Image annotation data
____

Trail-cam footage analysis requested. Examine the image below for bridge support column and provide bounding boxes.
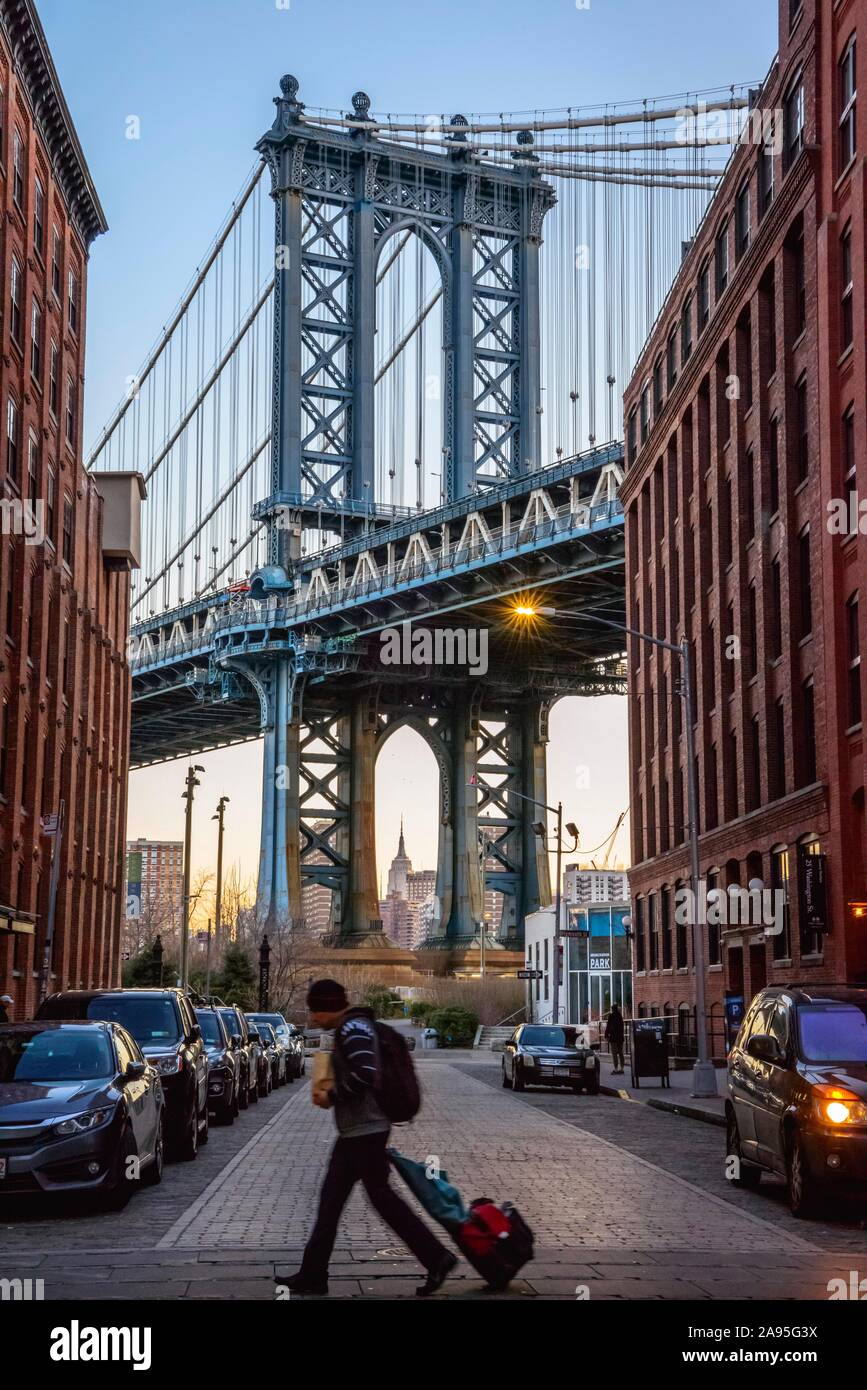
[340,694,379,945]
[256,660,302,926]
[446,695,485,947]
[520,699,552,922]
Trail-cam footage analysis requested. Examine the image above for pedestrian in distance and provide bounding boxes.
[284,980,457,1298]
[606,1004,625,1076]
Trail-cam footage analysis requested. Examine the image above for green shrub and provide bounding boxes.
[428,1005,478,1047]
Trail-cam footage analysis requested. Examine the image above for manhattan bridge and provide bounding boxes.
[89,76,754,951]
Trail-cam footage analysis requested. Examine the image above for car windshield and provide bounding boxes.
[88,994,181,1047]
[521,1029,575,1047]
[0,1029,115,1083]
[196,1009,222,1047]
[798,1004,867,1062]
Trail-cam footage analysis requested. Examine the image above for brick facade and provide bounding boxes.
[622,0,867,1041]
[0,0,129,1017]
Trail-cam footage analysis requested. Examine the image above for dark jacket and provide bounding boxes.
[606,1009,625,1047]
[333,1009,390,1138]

____

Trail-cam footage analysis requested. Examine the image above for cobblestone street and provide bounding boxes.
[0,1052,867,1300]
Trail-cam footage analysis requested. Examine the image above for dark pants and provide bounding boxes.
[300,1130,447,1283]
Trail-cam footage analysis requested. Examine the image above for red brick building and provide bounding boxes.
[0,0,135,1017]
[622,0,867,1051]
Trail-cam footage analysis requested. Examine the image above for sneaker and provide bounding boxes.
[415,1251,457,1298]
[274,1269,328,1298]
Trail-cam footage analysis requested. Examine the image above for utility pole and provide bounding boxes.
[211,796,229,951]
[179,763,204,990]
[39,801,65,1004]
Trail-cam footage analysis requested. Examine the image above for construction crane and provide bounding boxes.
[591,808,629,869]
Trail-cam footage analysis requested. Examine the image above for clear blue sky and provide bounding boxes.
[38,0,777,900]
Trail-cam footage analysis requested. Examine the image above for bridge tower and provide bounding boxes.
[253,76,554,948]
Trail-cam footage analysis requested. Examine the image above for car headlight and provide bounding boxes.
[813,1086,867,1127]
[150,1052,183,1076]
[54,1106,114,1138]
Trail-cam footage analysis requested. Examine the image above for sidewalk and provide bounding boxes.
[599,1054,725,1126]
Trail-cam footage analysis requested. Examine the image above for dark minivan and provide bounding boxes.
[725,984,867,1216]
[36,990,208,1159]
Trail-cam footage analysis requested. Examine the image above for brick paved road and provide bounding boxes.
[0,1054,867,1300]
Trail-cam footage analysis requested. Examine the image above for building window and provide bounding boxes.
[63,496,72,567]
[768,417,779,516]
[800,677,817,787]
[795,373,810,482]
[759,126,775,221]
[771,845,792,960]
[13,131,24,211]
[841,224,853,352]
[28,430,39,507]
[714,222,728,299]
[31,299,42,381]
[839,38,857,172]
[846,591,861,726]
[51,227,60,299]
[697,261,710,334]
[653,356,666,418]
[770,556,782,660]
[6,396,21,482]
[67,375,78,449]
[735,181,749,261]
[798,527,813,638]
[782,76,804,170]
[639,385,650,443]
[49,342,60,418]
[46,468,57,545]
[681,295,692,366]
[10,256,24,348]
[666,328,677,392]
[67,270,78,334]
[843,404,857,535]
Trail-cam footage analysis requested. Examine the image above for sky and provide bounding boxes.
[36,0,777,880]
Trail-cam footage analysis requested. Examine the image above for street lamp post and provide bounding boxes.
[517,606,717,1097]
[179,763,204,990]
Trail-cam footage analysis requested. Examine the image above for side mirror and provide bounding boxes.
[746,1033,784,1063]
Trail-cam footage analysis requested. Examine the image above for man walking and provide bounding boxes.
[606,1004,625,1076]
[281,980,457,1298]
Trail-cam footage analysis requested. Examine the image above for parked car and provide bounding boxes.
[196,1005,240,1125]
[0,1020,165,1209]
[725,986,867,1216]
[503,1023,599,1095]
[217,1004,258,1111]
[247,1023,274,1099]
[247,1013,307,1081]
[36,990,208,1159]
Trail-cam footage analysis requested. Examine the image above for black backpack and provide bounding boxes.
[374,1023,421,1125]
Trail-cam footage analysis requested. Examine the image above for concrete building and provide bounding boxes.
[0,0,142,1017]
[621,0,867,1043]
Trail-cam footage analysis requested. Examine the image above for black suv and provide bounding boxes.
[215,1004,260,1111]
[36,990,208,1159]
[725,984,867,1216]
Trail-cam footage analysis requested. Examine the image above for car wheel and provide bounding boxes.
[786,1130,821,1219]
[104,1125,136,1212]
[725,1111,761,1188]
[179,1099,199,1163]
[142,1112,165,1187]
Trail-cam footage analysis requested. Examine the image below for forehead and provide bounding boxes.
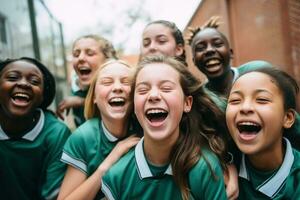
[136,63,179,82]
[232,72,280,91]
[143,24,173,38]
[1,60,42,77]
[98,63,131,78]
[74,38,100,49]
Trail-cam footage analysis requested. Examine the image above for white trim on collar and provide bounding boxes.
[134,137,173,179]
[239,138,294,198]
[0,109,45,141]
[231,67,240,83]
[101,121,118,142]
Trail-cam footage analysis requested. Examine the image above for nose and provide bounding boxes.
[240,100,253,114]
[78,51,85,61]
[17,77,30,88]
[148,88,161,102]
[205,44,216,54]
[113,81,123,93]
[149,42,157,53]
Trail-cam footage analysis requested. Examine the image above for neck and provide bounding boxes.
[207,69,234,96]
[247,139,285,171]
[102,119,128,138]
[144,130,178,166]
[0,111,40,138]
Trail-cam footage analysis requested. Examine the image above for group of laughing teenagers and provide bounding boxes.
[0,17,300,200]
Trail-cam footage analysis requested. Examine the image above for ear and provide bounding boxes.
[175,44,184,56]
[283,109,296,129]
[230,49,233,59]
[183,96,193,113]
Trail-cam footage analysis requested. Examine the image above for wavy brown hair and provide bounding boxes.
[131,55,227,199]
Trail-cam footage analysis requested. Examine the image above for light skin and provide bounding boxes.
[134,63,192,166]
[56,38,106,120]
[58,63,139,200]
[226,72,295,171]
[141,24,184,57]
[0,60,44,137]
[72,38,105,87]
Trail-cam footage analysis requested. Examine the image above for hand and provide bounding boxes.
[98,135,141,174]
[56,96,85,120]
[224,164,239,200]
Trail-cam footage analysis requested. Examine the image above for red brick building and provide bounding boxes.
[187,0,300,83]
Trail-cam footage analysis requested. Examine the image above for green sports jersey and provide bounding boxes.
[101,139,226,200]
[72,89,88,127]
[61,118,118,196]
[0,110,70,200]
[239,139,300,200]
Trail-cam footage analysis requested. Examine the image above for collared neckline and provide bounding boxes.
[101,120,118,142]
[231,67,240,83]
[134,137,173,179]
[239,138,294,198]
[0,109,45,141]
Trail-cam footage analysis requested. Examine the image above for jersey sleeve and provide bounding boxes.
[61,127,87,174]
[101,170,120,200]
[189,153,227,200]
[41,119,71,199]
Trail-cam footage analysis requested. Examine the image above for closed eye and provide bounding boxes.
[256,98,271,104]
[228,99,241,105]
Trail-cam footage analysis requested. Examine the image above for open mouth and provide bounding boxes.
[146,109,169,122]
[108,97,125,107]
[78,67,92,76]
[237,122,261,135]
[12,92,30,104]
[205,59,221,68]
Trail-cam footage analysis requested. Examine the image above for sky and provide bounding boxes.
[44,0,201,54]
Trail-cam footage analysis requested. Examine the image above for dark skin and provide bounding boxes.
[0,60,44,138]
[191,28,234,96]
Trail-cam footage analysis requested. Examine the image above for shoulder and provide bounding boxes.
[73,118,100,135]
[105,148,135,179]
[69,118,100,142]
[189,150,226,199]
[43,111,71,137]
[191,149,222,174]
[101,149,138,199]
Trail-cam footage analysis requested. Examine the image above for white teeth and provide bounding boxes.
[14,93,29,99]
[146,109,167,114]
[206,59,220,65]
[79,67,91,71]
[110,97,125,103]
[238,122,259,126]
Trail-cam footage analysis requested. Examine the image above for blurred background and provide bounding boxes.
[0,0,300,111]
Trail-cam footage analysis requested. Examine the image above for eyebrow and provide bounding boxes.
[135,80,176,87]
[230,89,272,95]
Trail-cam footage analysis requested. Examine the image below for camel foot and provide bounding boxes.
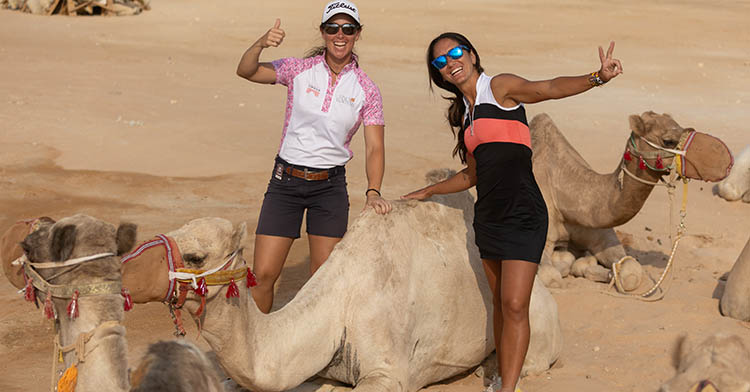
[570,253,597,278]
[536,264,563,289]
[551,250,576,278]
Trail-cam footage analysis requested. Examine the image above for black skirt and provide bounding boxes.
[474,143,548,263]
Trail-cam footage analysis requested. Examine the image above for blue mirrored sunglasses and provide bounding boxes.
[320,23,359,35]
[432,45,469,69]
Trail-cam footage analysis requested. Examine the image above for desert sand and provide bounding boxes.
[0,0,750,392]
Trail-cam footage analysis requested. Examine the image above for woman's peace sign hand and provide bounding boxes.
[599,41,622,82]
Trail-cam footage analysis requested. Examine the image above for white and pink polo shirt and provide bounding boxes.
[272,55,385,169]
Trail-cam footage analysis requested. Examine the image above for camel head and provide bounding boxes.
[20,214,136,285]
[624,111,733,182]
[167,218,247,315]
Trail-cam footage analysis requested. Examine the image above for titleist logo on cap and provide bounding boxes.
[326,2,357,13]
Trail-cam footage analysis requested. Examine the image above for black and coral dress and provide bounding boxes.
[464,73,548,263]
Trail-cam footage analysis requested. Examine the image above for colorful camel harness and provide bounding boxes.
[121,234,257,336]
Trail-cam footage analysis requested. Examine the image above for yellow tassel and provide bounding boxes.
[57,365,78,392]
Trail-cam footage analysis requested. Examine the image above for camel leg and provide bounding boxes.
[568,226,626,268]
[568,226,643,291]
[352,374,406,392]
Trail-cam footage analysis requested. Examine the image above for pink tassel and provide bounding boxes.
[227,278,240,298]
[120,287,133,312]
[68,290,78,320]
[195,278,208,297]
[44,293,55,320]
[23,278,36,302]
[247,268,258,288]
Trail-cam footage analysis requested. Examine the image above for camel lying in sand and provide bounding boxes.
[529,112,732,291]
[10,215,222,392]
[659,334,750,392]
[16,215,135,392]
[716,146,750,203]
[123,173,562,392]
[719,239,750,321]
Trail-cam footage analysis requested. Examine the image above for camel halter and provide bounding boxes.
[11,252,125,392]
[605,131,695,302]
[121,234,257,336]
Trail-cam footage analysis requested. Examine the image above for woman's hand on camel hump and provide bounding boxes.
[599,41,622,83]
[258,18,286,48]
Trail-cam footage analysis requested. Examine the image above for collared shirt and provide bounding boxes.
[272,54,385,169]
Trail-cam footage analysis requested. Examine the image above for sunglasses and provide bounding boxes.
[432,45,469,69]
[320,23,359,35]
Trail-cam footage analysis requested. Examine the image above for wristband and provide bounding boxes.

____

■ Set exercise: Rescale the entries between the line holding "sign hand and provide bounding boxes." and the line holding "[272,55,385,169]", inclusive, and reproduce every line in that span, requests included. Multiply each bounding-box coordinate by 1.6 and round it to a whole number, with halves rounded up.

■ Response for this exercise:
Trail-cam footage analysis requested. Examine the image above for woman's peace sign hand and provide bounding boxes.
[958,66,995,131]
Trail-cam footage analysis requested. Examine the image above for white and pink polo shirt and provide bounding boxes.
[435,88,616,270]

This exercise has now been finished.